START Raw records
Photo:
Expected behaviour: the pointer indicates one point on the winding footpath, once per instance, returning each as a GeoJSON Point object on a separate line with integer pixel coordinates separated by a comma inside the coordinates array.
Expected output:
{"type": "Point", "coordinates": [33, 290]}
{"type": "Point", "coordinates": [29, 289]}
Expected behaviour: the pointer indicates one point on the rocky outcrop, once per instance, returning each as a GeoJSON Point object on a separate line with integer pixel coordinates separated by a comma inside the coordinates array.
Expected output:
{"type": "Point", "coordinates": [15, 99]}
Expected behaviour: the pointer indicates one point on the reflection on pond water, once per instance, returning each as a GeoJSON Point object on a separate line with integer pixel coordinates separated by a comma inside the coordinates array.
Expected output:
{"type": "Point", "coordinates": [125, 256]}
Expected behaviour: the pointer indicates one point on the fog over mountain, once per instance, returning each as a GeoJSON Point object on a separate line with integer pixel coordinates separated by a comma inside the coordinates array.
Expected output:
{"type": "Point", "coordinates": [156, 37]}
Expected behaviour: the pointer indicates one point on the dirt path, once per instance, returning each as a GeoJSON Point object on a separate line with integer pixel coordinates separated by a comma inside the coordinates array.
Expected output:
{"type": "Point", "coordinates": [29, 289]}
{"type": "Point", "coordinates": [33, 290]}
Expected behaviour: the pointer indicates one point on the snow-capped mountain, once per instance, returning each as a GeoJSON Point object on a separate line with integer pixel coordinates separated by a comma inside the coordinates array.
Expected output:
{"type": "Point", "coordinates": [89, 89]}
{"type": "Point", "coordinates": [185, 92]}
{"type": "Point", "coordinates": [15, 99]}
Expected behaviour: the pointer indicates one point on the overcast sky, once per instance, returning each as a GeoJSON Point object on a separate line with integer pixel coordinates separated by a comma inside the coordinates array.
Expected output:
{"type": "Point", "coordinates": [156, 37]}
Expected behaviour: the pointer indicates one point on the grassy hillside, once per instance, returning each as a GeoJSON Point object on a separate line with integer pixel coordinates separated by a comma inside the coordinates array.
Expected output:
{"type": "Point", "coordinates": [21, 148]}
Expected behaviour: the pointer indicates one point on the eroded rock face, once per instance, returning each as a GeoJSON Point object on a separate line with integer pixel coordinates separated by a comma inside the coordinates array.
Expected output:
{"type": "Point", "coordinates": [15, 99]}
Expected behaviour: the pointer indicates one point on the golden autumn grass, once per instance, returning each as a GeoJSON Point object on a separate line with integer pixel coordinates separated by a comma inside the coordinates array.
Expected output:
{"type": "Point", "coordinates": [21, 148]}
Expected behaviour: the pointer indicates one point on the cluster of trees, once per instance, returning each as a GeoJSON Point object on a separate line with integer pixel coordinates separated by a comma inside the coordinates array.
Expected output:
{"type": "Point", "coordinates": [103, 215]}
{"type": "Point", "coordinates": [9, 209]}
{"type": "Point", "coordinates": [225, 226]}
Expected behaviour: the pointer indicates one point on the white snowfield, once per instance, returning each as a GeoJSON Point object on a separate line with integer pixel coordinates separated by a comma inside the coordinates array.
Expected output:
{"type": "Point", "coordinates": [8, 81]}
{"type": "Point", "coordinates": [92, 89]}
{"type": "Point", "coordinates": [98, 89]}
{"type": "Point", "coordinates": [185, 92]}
END Raw records
-- Your goal --
Repeat the data precisely, line by line.

-- Correct answer --
Photo:
Expected behaviour: the pointer indicates one point on the winding footpath, once per instance, returning each as a GeoJSON Point object on a separate line with integer pixel coordinates separated by a comma inside the coordinates array.
Expected output:
{"type": "Point", "coordinates": [33, 290]}
{"type": "Point", "coordinates": [29, 289]}
Expected behaviour: the pointer indicates one point on the rocky outcrop, once per instance, returning each as a GeoJSON Point object on a separate line with integer pixel coordinates separated by a comma inside the coordinates array.
Expected output:
{"type": "Point", "coordinates": [15, 99]}
Expected behaviour: the pointer indicates one point on the reflection on pond water, once per instance, returning each as a GeoJSON Point object on a separate line with integer pixel coordinates separated by a comma inside the coordinates array.
Expected output:
{"type": "Point", "coordinates": [125, 256]}
Expected behaviour: the pointer indicates one point on the fog over mountain, once per instance, returning each as a GeoJSON Point object on a separate line with integer pixel coordinates separated by a comma inside the coordinates array.
Expected output:
{"type": "Point", "coordinates": [156, 37]}
Expected behaviour: the pointer indicates one point on the dirt path, once per instance, returning each as a GeoJSON Point object on a separate line with integer pixel coordinates separated by a comma inside the coordinates array.
Expected output:
{"type": "Point", "coordinates": [29, 289]}
{"type": "Point", "coordinates": [33, 290]}
Expected behaviour: the pointer indicates one point on the snow-capped mountain, once per instance, returning each as a GeoJSON Point object on a separate line with integer pixel coordinates separated by a comma inside the coordinates array.
Expected output:
{"type": "Point", "coordinates": [89, 89]}
{"type": "Point", "coordinates": [185, 92]}
{"type": "Point", "coordinates": [15, 99]}
Expected behaviour: the pointer indicates one point on the overcast sky, once per instance, returning each as a GeoJSON Point object on a separate line with integer pixel coordinates separated by a comma inside the coordinates array.
Expected output:
{"type": "Point", "coordinates": [156, 37]}
Expected behaviour: the pointer indicates one point on the grassy hillside, once per instance, returning each as a GeoJSON Point object on a separate line with integer pixel coordinates separated by a comma inside the coordinates array.
Expected output:
{"type": "Point", "coordinates": [21, 148]}
Expected behaviour: the pointer indicates one point on the eroded rock face, once per instance, returning each as a GeoJSON Point object on a separate line with integer pixel coordinates separated by a comma inside the coordinates array.
Expected output:
{"type": "Point", "coordinates": [15, 99]}
Expected behaviour: the pointer indicates one point on the golden autumn grass, once per instance, returning each as a GeoJSON Point object on a separate line with integer pixel coordinates separated by a comma inside the coordinates array.
Expected output:
{"type": "Point", "coordinates": [21, 148]}
Expected behaviour: the pointer indicates one point on the cluster of trees, once per instance, returning each as a GeoJSON Point object on a separate line with integer pixel coordinates separated by a comma inside the coordinates array.
Expected output:
{"type": "Point", "coordinates": [103, 215]}
{"type": "Point", "coordinates": [9, 209]}
{"type": "Point", "coordinates": [225, 226]}
Expected behaviour: the pointer indicates one point on the white snowfield, once per instance, returning each as a GeoJSON Point object on a separate line with integer pixel coordinates separated by a comma inside the coordinates array.
Expected output:
{"type": "Point", "coordinates": [8, 81]}
{"type": "Point", "coordinates": [92, 89]}
{"type": "Point", "coordinates": [98, 89]}
{"type": "Point", "coordinates": [185, 92]}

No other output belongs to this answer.